Directions: Copy out everything from the row containing "feature the landscaping" down to the line containing "0 507 67 578", requests included, shifting every bounding-box coordinate in the answers by -86.

** Start of Source data **

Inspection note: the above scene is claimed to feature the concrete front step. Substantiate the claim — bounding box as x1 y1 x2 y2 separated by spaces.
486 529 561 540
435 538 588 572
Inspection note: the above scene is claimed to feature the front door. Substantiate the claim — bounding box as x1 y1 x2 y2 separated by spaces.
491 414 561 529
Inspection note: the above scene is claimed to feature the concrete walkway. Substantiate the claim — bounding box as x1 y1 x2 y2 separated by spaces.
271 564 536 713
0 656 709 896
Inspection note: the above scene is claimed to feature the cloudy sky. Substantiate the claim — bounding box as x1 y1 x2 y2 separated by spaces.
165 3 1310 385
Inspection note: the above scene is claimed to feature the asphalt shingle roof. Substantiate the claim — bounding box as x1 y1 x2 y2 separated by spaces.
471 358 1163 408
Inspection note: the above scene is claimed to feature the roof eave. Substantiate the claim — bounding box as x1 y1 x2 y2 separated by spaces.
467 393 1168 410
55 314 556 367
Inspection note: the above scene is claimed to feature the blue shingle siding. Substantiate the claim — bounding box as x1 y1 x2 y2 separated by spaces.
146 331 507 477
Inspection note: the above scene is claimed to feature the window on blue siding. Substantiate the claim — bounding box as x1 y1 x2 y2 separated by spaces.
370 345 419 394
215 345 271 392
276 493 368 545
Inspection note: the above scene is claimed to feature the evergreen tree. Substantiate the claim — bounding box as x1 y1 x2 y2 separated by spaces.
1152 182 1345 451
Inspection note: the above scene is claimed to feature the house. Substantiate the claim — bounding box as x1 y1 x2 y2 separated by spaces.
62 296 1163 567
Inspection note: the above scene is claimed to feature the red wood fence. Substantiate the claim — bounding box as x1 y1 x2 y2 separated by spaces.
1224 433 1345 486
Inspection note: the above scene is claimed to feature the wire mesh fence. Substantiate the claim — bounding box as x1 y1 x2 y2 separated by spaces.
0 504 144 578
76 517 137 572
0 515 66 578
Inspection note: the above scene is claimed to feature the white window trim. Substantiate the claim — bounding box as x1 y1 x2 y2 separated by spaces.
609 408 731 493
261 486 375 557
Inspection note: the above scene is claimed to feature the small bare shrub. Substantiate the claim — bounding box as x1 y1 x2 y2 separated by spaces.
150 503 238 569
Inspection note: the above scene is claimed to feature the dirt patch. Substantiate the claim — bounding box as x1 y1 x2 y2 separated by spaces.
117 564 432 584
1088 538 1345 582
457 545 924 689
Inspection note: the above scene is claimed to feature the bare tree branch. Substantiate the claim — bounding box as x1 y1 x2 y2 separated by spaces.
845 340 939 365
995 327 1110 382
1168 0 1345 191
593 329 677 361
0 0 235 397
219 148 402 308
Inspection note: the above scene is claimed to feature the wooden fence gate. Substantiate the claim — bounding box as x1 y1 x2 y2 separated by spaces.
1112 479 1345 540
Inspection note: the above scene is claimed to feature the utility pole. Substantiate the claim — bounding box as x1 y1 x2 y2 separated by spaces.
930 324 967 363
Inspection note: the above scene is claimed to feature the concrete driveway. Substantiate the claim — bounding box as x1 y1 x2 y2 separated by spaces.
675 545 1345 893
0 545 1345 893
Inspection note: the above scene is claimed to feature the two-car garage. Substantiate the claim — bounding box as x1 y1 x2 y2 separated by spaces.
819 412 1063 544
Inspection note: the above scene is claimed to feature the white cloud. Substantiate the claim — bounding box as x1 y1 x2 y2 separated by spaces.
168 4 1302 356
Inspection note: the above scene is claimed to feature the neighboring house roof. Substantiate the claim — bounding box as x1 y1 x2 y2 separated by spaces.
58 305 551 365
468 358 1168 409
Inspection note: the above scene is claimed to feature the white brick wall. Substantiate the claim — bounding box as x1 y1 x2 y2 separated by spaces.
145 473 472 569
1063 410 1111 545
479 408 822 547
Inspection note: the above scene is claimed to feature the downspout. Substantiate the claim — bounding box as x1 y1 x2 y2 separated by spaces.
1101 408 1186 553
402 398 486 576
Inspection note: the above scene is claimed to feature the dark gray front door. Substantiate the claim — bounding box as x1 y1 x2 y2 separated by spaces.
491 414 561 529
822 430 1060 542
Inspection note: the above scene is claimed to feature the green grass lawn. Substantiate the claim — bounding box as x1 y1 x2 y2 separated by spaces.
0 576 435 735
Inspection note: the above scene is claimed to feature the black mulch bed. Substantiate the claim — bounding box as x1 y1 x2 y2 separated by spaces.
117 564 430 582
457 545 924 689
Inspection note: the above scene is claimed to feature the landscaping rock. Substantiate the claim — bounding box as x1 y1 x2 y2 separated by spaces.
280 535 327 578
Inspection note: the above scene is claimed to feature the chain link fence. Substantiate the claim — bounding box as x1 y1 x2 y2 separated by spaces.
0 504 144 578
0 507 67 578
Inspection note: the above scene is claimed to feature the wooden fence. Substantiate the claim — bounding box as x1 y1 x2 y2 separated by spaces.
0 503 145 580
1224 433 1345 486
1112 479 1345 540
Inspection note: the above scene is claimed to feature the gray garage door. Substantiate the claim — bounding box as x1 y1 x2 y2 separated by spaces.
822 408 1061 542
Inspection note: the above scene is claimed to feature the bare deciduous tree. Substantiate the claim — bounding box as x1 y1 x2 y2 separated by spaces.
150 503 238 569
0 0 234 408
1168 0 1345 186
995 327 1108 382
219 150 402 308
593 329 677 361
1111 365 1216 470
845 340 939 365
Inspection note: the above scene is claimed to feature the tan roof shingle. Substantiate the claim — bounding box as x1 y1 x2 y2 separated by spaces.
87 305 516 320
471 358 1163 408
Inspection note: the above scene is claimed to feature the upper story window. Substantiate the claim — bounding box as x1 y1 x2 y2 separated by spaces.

** End of Source data **

Output of the task:
Inspection note: the above scene is claimed to feature the landscaping rock. Substantiate the claim — bounding box as x1 y1 x2 y2 separated by spaces.
194 449 241 492
Inspection note: the above scene is claimed to feature the chain link fence. Substantiate the claim — bounding box as x1 y1 x2 y2 separated by spaces.
-86 418 58 492
-86 421 -19 492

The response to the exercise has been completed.